To do
Count the lines in the items that contain the word "white". Give only the number.

Records for processing

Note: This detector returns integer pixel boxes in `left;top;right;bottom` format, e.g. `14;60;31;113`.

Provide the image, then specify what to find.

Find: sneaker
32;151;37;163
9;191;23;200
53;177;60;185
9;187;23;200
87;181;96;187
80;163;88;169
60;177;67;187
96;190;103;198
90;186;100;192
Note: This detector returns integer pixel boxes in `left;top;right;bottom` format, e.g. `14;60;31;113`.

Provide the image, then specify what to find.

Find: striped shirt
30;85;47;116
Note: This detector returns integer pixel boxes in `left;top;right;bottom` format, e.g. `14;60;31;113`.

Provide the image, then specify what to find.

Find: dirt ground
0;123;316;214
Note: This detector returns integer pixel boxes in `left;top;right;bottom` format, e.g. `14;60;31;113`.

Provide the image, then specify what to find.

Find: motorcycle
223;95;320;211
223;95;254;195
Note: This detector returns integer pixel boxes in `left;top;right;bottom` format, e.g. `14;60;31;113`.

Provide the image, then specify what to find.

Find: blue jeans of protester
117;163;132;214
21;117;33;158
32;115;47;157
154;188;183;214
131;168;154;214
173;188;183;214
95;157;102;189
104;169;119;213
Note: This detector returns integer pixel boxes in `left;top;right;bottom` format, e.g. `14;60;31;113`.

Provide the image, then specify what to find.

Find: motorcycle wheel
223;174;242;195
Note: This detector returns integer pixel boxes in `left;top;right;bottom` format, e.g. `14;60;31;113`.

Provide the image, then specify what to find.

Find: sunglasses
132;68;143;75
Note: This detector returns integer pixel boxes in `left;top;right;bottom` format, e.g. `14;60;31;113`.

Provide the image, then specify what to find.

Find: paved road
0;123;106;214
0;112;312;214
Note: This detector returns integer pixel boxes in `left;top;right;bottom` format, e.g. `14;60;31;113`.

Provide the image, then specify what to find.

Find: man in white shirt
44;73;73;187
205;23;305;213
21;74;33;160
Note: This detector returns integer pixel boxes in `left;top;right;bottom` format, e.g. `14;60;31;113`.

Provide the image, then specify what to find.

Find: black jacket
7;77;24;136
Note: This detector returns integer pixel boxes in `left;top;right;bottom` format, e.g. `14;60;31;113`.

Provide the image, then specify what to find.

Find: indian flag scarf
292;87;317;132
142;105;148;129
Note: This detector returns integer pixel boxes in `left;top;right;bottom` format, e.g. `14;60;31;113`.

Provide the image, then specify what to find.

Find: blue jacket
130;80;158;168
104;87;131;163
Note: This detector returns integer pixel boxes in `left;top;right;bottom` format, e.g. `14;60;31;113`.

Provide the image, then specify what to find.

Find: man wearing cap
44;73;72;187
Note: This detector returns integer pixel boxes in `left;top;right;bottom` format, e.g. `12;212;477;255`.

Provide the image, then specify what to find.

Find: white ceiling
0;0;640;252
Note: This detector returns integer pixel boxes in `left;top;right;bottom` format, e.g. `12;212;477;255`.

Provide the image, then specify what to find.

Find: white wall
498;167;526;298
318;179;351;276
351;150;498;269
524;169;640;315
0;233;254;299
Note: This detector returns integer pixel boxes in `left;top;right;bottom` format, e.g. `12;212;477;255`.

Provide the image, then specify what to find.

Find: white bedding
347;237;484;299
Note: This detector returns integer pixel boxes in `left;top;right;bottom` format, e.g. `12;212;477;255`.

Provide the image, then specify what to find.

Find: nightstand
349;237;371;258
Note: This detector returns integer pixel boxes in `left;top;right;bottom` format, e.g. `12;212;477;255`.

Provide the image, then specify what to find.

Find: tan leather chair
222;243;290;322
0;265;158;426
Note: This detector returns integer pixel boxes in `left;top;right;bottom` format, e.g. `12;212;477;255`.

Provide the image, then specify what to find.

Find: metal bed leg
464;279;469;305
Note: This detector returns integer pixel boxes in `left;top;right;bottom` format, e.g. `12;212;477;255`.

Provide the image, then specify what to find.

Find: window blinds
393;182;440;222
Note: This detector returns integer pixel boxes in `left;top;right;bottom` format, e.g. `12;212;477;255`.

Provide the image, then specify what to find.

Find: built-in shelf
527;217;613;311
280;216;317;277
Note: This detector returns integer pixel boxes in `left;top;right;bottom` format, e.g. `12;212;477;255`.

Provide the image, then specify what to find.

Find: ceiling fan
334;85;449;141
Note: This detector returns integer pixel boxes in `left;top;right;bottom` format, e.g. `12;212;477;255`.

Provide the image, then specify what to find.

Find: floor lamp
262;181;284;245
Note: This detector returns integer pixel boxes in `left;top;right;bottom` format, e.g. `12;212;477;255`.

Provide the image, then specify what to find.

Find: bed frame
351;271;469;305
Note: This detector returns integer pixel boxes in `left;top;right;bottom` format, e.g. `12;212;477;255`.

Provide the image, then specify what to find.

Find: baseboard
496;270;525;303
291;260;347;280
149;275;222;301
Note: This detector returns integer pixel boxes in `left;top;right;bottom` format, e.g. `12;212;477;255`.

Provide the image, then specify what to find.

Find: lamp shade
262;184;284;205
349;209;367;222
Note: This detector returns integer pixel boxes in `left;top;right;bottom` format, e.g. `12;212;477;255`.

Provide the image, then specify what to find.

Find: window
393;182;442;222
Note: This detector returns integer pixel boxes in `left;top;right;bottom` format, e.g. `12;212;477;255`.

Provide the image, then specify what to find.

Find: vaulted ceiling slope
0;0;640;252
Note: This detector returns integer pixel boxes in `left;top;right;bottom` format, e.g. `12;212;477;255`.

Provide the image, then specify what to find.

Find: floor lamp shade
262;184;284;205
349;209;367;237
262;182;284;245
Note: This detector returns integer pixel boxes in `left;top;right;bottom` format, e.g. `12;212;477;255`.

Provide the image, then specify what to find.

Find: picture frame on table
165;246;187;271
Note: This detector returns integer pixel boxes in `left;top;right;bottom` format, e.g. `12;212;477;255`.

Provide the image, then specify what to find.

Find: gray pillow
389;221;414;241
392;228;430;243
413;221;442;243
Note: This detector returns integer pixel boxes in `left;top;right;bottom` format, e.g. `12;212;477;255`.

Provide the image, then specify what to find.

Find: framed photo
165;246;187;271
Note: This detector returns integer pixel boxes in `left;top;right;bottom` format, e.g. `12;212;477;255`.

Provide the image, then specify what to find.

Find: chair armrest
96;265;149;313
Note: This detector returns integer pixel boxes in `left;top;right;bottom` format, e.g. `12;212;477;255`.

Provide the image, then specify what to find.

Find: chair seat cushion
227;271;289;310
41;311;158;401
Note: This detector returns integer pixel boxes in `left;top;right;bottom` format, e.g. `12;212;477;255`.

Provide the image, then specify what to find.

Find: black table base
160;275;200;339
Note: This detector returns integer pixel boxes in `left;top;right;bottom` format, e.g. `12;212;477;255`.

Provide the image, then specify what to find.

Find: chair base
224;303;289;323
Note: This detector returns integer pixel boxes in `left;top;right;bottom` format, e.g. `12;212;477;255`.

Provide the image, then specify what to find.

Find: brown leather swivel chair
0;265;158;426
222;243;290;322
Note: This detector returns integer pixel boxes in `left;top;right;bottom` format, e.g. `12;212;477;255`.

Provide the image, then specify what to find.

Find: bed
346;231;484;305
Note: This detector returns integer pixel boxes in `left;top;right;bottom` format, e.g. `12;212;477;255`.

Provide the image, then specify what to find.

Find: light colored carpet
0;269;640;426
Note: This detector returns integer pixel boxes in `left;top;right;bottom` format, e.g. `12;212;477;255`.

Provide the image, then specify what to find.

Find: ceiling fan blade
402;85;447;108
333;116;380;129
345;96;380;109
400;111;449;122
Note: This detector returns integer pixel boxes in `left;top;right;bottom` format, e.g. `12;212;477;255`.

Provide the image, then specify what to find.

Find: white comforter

Final result
5